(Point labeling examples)

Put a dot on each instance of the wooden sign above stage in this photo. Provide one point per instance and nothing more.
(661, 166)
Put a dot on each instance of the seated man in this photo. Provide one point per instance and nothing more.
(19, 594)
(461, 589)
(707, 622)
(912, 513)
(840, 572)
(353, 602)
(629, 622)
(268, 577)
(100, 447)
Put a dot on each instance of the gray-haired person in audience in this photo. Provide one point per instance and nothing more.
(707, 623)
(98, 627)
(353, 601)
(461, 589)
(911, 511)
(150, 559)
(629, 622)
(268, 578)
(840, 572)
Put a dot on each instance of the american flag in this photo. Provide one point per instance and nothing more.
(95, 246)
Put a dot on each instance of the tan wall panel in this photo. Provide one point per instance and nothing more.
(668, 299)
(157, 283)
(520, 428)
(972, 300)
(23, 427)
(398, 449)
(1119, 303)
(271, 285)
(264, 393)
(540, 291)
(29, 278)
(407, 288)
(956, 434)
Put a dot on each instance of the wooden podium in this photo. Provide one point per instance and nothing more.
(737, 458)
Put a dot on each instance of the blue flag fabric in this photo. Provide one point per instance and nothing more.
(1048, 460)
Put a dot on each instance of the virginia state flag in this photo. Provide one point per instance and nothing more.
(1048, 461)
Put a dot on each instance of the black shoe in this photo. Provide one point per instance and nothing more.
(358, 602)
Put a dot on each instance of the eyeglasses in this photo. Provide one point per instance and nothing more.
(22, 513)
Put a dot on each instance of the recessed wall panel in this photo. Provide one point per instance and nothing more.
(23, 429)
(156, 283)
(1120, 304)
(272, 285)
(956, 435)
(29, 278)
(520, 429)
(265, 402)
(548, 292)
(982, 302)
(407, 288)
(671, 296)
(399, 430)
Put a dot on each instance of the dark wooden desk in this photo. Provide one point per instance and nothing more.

**GIVEN INSTRUCTION:** Reproduce all of the material above word for word, keeping every line in its original order.

**TASK RESULT:**
Put a dot on each instance of the wooden sign above stage in this photo. Provide one point per instance and nothing more.
(661, 166)
Put a dot on each instance of the seated man in this photo. Provide one point per instance and nothing more.
(19, 594)
(461, 589)
(707, 622)
(912, 513)
(840, 572)
(353, 602)
(629, 622)
(268, 577)
(100, 447)
Put a dot on each instance of the gray-haired person in audience in this photo. Provide one point per instance and nothing more.
(707, 623)
(98, 627)
(353, 601)
(461, 589)
(911, 511)
(150, 559)
(629, 622)
(268, 578)
(840, 572)
Put a dot on each instance of the american flag in this photo. Provide one point per instance and nothing more.
(95, 246)
Put a dot on each instance of the tan wall panel in this photo. Provide one point per instance and nothing more.
(668, 299)
(157, 283)
(520, 428)
(972, 300)
(23, 427)
(398, 449)
(1119, 303)
(271, 285)
(264, 393)
(540, 291)
(29, 278)
(407, 288)
(956, 434)
Put a dot on each instance of the wooden podium in this photo. Provide one point per instance and nothing more.
(737, 458)
Put a dot on each instance of the blue flag fabric in this photo. Provide one point per instance and nothing more.
(1048, 460)
Put a dot on each instance of the virginia state flag in this photo. Provide one point per instance and nothing more.
(1048, 461)
Put a dot on each instance of the black shoe in this photo. Provide one point per instance and nothing more.
(358, 602)
Put a dot on each instance of the eyeglasses in this photo. Provide one point per instance and nothing more.
(22, 513)
Put a dot on each instance of the recessed wall panel in this photo. Provide one point per instance and nothing more.
(23, 429)
(156, 283)
(1120, 304)
(272, 285)
(956, 435)
(29, 278)
(520, 429)
(265, 402)
(548, 292)
(982, 302)
(407, 288)
(671, 296)
(399, 430)
Put a dot on each instance of the dark wooden desk in this photo. Provide one point per instance and nothing more.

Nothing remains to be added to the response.